## AIM OF THE EXERCISE:
Below are records that contain pictures; transcribe the text exactly and omit the pictures.

## PROVIDED ENTRIES:
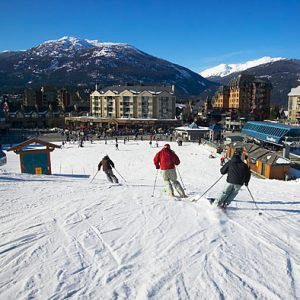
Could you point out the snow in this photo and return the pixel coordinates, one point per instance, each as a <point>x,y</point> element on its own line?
<point>223,70</point>
<point>66,236</point>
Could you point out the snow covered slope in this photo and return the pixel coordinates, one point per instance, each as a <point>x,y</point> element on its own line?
<point>226,69</point>
<point>65,237</point>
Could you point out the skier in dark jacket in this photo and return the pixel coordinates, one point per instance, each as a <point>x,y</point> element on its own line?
<point>107,164</point>
<point>238,174</point>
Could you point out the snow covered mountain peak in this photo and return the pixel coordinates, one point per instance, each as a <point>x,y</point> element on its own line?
<point>70,45</point>
<point>223,70</point>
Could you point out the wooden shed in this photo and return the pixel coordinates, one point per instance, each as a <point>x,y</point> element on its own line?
<point>34,156</point>
<point>263,162</point>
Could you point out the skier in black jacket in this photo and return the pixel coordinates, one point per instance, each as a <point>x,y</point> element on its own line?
<point>238,174</point>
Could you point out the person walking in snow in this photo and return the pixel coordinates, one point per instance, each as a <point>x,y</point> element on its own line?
<point>107,164</point>
<point>166,160</point>
<point>238,174</point>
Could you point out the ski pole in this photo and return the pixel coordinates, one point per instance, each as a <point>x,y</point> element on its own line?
<point>154,184</point>
<point>260,213</point>
<point>94,176</point>
<point>211,186</point>
<point>120,175</point>
<point>180,178</point>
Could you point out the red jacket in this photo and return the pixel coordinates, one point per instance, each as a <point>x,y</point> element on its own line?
<point>166,159</point>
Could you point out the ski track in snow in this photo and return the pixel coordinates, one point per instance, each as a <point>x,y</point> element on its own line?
<point>64,237</point>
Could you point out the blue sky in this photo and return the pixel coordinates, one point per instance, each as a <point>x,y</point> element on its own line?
<point>195,34</point>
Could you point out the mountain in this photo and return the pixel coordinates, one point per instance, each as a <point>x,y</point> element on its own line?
<point>223,70</point>
<point>70,61</point>
<point>283,74</point>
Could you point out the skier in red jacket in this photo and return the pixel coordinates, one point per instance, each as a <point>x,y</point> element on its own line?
<point>166,160</point>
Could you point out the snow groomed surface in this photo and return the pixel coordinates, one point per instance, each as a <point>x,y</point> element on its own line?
<point>65,237</point>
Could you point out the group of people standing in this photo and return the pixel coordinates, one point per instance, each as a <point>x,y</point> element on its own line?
<point>166,160</point>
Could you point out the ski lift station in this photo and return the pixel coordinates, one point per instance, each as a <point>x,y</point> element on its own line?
<point>34,156</point>
<point>274,133</point>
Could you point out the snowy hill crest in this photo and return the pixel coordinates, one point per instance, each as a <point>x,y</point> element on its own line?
<point>223,70</point>
<point>70,61</point>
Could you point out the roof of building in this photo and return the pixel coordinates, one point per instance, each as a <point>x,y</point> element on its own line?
<point>295,91</point>
<point>271,132</point>
<point>136,89</point>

## SOLUTION TO THE EXERCISE:
Could you point out the snow in this photo and return the pixel coordinates, one point per instance, each as a <point>x,y</point> element on its own line?
<point>223,70</point>
<point>66,236</point>
Could you point out the snow covered slope in this photo and return the pixel coordinates, one point per instance, each as a <point>x,y</point> element on its own line?
<point>226,69</point>
<point>65,237</point>
Could you point out the skier in dark jacket in this photo and return the pixel coordinates, one point per instance, each as a <point>x,y</point> element on its own line?
<point>107,164</point>
<point>238,174</point>
Could you point out the snow covered mountain peak in this photo and return the pixel coordinates, one point per instance, each as a <point>x,y</point> element on its own line?
<point>70,45</point>
<point>223,70</point>
Could you point out the wooden shed in this photo and return the pixel coordinates, one point per instance, each as a <point>x,y</point> element on its own line?
<point>34,156</point>
<point>263,162</point>
Could you point out the skier in black jacket in this photo and return the pixel coordinates, one point per instance, each as a <point>x,y</point> element on its own line?
<point>238,174</point>
Could you point out the person walking in snow in this photo and return the pixel coordinates, one point per instance, each as a <point>x,y</point> element on its own line?
<point>107,164</point>
<point>166,160</point>
<point>238,174</point>
Could you point out the ski pole in this photo and return the pixel coordinates, one point per instance, each as a <point>x,y</point> element on its own line?
<point>154,184</point>
<point>260,213</point>
<point>94,176</point>
<point>211,186</point>
<point>120,175</point>
<point>180,178</point>
Could you point out the red jacket in this photo and return the pixel coordinates, one point per instance, each as a <point>x,y</point> element on its own line?
<point>166,159</point>
Could you point out the ski track in snow in this photo and return the pixel coordinates, one point per instance, each as a <point>x,y</point> element on its own line?
<point>64,237</point>
Could you point out the blue sky in this photo and return the pixel coordinates, one point per instance, each as a <point>x,y</point> element on its own line?
<point>195,34</point>
Could you point out the mountain in this photo and return the pixel coordinates, one point per instance, each as a <point>x,y</point> element on its own line?
<point>223,70</point>
<point>70,61</point>
<point>283,74</point>
Could you point out the skier in red jacket in this photo and return the pixel coordinates, one point per instance, each as a <point>x,y</point> element on its own line?
<point>166,160</point>
Could you point out the snow groomed surface in this photo and return the pixel coordinates, one point per instance, each as a <point>x,y</point> element on its own line?
<point>65,237</point>
Could you point out the group of people standing in this photo and return the pixel coordinates, one point per instance, each as a <point>x,y</point> element on its own line?
<point>166,160</point>
Could you point out the ski lift station in this photo and return the pixel coordinates, one point per instance, each as a <point>x,y</point> element on its own line?
<point>34,156</point>
<point>274,133</point>
Could you point out the snowy hill crest in this photo and return the pixel coordinates, one point per instance, each as a <point>x,y</point> element on its own line?
<point>223,70</point>
<point>70,61</point>
Could you point out the roof of building in this photo and return the pixel coordinates, one point per instance, each as a <point>x,y</point> element on its own line?
<point>295,91</point>
<point>271,132</point>
<point>136,89</point>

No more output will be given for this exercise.